(Stated task): Which lines below contain the string "wheel"? Collect every one of them, counting uppercase and lowercase as different.
<<<<
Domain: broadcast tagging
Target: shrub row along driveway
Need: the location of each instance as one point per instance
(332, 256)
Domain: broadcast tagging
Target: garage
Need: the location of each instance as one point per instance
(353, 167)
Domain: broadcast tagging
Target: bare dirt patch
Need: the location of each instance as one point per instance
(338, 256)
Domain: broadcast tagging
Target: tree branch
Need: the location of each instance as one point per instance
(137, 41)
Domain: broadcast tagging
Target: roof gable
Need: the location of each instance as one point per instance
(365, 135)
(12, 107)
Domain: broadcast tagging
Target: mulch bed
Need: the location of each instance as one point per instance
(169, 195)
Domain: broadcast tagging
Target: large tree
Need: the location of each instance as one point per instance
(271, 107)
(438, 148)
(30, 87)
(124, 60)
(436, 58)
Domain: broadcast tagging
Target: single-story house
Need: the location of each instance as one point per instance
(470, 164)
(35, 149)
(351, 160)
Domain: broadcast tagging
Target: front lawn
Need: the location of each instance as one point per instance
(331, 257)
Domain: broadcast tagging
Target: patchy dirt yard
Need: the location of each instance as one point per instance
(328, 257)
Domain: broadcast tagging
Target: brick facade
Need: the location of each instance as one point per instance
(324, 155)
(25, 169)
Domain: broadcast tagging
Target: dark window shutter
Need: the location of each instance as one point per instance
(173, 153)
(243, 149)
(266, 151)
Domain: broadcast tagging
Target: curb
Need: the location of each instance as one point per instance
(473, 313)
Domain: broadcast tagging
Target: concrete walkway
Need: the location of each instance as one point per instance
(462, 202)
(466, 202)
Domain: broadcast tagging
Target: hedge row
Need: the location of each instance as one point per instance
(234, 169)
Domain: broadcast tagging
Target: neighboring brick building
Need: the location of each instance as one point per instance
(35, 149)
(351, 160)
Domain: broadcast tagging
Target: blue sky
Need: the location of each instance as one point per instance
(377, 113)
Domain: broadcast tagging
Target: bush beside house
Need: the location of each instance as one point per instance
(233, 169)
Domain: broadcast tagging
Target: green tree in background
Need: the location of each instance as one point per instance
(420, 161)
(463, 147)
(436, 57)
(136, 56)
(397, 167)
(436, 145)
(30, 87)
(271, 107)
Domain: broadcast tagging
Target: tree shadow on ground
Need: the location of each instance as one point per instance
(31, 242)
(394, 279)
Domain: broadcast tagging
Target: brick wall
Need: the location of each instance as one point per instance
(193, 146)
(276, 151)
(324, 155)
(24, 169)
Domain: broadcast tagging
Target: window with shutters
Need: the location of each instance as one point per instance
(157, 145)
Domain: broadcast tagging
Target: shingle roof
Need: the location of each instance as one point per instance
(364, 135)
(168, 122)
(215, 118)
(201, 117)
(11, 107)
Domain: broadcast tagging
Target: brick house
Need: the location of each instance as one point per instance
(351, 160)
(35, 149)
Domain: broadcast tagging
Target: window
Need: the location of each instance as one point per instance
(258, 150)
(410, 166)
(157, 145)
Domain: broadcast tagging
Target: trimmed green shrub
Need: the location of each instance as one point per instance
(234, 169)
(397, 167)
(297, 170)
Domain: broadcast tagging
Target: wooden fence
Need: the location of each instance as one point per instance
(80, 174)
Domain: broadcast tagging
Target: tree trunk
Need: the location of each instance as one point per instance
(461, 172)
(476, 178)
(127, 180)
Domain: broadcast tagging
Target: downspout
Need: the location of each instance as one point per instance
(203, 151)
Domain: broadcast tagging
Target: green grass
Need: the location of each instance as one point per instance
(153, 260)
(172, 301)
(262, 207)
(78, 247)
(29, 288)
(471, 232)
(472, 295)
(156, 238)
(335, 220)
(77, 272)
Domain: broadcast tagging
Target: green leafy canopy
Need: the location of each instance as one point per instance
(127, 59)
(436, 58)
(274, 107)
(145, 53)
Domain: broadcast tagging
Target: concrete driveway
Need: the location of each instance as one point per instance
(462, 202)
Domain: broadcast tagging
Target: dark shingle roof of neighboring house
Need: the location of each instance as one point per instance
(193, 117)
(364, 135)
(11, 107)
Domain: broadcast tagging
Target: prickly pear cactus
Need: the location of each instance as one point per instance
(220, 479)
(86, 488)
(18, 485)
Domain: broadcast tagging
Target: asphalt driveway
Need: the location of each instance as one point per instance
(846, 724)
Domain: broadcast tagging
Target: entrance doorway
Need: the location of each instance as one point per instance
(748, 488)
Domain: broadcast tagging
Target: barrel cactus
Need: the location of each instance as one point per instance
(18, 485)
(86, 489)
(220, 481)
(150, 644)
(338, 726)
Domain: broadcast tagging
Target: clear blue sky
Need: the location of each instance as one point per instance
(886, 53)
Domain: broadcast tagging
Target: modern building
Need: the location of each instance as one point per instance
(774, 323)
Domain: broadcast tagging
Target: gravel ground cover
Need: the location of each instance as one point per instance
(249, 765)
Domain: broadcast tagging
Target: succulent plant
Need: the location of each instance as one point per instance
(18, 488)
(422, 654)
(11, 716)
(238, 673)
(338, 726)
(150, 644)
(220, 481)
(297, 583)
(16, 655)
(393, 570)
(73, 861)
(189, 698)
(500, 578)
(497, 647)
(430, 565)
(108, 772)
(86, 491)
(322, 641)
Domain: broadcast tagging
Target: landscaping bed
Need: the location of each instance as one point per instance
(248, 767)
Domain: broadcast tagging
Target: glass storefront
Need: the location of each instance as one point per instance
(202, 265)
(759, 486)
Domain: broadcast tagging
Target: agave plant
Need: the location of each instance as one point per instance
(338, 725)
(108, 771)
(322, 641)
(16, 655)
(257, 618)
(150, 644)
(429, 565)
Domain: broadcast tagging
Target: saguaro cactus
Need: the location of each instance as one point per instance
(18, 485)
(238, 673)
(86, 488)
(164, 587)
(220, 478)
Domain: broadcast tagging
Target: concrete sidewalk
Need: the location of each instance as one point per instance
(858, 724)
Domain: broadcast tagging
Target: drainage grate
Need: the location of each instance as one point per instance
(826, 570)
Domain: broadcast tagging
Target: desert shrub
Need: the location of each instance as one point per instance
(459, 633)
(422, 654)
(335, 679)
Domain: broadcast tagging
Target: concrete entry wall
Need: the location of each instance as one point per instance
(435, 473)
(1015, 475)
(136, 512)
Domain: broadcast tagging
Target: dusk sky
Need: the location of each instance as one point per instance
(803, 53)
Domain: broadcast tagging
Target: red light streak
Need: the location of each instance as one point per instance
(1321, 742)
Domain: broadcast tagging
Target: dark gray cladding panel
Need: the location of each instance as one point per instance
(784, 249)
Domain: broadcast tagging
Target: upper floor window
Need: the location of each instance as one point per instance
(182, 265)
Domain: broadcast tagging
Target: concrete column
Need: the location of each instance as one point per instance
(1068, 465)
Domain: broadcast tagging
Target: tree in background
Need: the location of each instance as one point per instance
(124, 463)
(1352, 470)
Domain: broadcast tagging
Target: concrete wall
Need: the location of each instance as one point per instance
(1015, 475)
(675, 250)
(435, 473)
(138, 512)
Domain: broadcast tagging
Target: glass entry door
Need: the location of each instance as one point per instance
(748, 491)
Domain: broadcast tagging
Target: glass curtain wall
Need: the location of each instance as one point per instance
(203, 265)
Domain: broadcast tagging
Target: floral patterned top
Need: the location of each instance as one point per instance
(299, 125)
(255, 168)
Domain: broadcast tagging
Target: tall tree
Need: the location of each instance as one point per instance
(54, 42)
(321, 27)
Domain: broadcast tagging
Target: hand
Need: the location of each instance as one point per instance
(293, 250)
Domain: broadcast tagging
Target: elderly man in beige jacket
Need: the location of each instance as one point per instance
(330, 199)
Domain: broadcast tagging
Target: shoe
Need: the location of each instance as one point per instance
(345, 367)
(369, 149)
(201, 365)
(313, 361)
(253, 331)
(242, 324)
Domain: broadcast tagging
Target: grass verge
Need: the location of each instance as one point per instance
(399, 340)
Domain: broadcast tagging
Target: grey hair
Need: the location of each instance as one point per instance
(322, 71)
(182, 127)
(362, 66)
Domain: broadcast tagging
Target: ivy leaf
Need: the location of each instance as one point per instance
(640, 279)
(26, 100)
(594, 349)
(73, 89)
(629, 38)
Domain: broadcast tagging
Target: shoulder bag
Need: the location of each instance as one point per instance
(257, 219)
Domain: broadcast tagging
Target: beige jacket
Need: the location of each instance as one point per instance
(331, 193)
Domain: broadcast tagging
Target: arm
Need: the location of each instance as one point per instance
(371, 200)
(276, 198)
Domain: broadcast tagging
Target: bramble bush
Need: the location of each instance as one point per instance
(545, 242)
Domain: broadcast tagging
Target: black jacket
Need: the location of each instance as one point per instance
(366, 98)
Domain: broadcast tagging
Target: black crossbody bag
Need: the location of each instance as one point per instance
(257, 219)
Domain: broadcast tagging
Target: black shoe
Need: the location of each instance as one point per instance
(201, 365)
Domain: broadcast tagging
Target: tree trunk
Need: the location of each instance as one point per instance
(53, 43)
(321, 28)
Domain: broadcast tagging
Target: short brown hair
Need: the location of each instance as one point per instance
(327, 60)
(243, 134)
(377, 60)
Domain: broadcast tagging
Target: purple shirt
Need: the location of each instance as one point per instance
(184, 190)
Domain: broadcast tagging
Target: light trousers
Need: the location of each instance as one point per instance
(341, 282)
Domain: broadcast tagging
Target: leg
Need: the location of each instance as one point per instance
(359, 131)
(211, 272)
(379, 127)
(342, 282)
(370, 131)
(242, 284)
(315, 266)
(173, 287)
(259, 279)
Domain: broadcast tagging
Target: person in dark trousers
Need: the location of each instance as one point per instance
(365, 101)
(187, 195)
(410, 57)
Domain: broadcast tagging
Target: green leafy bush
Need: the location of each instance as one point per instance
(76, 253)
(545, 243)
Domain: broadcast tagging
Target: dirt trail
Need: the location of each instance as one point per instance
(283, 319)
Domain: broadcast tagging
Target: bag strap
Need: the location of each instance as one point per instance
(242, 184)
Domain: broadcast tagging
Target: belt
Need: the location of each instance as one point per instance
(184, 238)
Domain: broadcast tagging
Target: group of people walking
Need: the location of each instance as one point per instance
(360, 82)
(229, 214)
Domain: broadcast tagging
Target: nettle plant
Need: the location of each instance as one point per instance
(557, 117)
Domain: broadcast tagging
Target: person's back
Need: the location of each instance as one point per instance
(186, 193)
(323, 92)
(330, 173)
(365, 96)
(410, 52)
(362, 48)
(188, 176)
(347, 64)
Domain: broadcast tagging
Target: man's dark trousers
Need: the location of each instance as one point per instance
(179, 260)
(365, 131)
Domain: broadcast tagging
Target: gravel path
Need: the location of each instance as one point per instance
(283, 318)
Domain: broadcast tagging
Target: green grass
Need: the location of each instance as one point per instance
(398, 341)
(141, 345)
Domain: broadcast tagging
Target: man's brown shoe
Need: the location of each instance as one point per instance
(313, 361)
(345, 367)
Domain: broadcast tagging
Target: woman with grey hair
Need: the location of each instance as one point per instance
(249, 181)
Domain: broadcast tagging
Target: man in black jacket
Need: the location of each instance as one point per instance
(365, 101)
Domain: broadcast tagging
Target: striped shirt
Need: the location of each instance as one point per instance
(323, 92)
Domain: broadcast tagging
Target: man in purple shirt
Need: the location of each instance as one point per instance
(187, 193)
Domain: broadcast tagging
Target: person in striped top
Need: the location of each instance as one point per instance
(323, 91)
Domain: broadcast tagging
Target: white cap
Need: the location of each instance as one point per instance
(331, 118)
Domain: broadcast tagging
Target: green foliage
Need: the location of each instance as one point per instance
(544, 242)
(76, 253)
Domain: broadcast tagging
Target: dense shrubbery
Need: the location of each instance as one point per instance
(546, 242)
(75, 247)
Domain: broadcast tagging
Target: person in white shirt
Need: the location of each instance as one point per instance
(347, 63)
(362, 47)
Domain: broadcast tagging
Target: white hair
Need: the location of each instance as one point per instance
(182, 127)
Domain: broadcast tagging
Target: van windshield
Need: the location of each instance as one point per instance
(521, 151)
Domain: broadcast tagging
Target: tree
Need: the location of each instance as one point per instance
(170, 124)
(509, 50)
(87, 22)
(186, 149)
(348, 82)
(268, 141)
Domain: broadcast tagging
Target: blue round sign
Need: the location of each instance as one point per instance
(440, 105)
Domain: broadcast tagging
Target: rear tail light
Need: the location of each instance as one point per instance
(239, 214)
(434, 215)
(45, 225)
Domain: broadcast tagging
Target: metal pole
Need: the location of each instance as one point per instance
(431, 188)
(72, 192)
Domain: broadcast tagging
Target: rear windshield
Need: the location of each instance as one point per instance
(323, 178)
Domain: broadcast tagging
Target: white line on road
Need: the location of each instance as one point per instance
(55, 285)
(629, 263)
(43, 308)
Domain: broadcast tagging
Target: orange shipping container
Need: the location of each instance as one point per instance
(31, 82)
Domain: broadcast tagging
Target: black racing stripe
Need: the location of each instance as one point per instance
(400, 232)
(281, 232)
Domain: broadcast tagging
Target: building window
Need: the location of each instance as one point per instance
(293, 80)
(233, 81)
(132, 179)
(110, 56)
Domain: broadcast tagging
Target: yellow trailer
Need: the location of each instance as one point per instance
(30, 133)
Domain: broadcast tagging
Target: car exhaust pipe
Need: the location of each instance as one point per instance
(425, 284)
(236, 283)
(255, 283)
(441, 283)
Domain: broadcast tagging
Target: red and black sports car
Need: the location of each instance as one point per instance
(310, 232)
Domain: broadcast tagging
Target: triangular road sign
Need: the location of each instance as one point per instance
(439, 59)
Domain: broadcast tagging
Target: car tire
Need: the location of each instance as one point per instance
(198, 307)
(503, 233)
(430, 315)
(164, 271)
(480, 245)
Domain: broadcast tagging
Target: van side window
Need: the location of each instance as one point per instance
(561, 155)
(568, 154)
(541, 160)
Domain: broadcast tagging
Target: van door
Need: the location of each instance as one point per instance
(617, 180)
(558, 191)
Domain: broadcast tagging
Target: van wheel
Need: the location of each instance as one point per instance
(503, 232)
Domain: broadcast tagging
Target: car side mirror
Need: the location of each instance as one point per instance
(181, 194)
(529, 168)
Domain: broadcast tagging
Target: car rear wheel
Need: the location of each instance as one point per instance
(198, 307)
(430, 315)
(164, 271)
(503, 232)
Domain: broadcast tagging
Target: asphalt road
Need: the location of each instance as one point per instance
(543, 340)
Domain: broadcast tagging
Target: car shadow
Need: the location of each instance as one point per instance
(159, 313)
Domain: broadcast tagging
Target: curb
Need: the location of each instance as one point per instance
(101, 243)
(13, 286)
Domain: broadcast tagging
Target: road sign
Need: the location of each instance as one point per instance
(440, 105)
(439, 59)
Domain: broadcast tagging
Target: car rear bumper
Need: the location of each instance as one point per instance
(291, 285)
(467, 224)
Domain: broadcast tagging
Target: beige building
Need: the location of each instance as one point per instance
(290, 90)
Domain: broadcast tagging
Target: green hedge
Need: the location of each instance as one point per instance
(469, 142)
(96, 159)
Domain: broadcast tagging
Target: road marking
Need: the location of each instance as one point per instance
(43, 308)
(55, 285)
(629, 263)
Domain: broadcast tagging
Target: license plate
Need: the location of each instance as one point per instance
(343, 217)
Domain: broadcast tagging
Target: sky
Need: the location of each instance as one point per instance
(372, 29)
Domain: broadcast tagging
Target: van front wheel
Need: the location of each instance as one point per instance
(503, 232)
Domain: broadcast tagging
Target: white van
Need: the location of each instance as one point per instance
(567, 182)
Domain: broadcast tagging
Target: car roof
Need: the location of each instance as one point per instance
>>>>
(Output for this task):
Target: van wheel
Target: car rear wheel
Target: van front wheel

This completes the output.